Can you reproduce every one of the items below verbatim, line for line?
==============================
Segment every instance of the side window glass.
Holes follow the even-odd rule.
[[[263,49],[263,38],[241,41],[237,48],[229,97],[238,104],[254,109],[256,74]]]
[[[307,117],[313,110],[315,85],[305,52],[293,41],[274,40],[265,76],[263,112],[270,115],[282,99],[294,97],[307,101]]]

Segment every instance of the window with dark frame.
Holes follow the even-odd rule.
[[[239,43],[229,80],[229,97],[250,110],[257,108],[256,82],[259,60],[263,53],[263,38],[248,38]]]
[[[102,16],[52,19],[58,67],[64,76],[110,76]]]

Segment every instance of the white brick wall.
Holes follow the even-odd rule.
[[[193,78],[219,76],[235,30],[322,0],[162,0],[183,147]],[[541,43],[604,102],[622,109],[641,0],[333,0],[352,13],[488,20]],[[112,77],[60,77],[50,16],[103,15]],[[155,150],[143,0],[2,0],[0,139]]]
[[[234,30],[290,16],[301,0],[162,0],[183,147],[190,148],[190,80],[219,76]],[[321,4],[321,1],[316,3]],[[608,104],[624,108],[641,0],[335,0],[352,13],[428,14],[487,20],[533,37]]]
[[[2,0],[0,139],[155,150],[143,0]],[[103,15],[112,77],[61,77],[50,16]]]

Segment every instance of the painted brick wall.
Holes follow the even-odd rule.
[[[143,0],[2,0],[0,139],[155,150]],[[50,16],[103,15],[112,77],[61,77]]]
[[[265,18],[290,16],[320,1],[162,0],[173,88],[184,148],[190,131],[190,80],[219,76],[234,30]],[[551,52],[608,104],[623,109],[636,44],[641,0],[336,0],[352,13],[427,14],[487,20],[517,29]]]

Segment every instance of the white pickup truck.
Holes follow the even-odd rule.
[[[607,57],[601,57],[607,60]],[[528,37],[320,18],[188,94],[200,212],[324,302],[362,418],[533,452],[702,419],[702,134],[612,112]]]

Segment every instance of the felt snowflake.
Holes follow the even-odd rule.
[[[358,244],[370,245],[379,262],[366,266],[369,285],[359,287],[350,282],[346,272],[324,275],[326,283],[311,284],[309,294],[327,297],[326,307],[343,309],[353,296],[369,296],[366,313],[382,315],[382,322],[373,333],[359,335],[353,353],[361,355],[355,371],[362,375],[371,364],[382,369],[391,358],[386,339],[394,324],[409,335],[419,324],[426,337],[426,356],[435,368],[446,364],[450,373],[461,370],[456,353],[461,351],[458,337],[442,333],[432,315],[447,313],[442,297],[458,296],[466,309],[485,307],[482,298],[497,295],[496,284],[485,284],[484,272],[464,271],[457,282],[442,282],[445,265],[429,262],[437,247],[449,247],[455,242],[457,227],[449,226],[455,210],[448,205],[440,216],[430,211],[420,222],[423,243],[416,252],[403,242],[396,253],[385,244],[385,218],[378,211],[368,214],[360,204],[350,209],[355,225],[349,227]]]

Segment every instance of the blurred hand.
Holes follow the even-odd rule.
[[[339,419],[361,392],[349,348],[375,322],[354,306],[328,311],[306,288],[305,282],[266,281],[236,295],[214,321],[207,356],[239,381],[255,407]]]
==============================
Result of this task
Segment every instance of the side window glass.
Holes follow the even-odd rule.
[[[263,49],[263,38],[241,41],[237,48],[229,97],[238,104],[254,109],[256,74]]]
[[[307,117],[313,110],[315,85],[305,52],[293,41],[274,40],[265,76],[263,112],[270,115],[282,99],[294,97],[307,101]]]

Segment every instance of the window with dark frame.
Holes follow the even-odd rule.
[[[239,43],[229,80],[229,97],[250,110],[257,108],[256,82],[259,60],[263,53],[263,38],[248,38]]]
[[[102,16],[52,19],[58,67],[64,76],[110,76]]]

Segment every instance of the white brick wall.
Holes follow the even-odd rule.
[[[193,78],[219,76],[235,30],[322,0],[162,0],[183,147]],[[541,43],[604,102],[622,109],[641,0],[333,0],[352,13],[488,20]],[[112,77],[60,77],[50,16],[103,15]],[[155,150],[143,0],[2,0],[0,139]]]
[[[234,30],[290,16],[301,0],[162,0],[183,147],[190,148],[190,80],[219,76]],[[321,4],[321,1],[316,3]],[[608,104],[624,108],[641,0],[335,0],[352,13],[428,14],[487,20],[533,37]]]
[[[2,0],[0,139],[155,150],[143,0]],[[103,15],[112,77],[61,77],[50,16]]]

Segment every instance of the painted brick wall.
Holes follow the even-odd rule.
[[[143,0],[2,0],[0,139],[155,150]],[[50,16],[103,15],[112,77],[61,77]]]
[[[265,18],[290,16],[320,1],[162,0],[173,88],[184,148],[190,131],[190,80],[219,76],[234,30]],[[551,52],[608,104],[623,109],[636,44],[641,0],[336,0],[352,13],[427,14],[487,20],[517,29]]]

Segment every instance of the white pickup truck.
Holes follow the even-odd rule.
[[[607,57],[601,57],[607,60]],[[528,37],[320,18],[188,94],[200,212],[324,302],[362,418],[533,452],[702,419],[702,134],[612,112]]]

Segment every instance of the felt snowflake.
Holes follow the even-odd rule.
[[[358,244],[370,245],[379,262],[366,266],[369,285],[359,287],[350,282],[346,272],[324,275],[326,283],[311,284],[309,294],[327,297],[326,307],[343,309],[353,296],[369,296],[366,313],[382,315],[382,322],[373,333],[359,335],[353,353],[361,355],[355,371],[362,375],[371,364],[382,369],[391,358],[386,339],[394,324],[409,335],[419,324],[426,337],[426,356],[435,368],[446,364],[450,373],[461,370],[456,353],[461,351],[458,337],[442,333],[432,315],[447,313],[442,297],[458,296],[466,309],[485,307],[482,298],[497,295],[496,284],[485,284],[484,272],[464,271],[457,282],[442,282],[445,265],[429,262],[437,247],[449,247],[455,242],[457,227],[449,226],[455,210],[448,205],[440,216],[430,211],[420,222],[423,243],[416,252],[403,242],[396,253],[385,244],[385,218],[378,211],[368,214],[360,204],[350,209],[355,225],[349,227]]]

Segment every instance of the blurred hand.
Holes follow the even-odd rule.
[[[339,419],[361,392],[349,348],[375,322],[354,306],[328,311],[306,288],[305,282],[266,281],[236,295],[214,321],[207,356],[239,381],[255,407]]]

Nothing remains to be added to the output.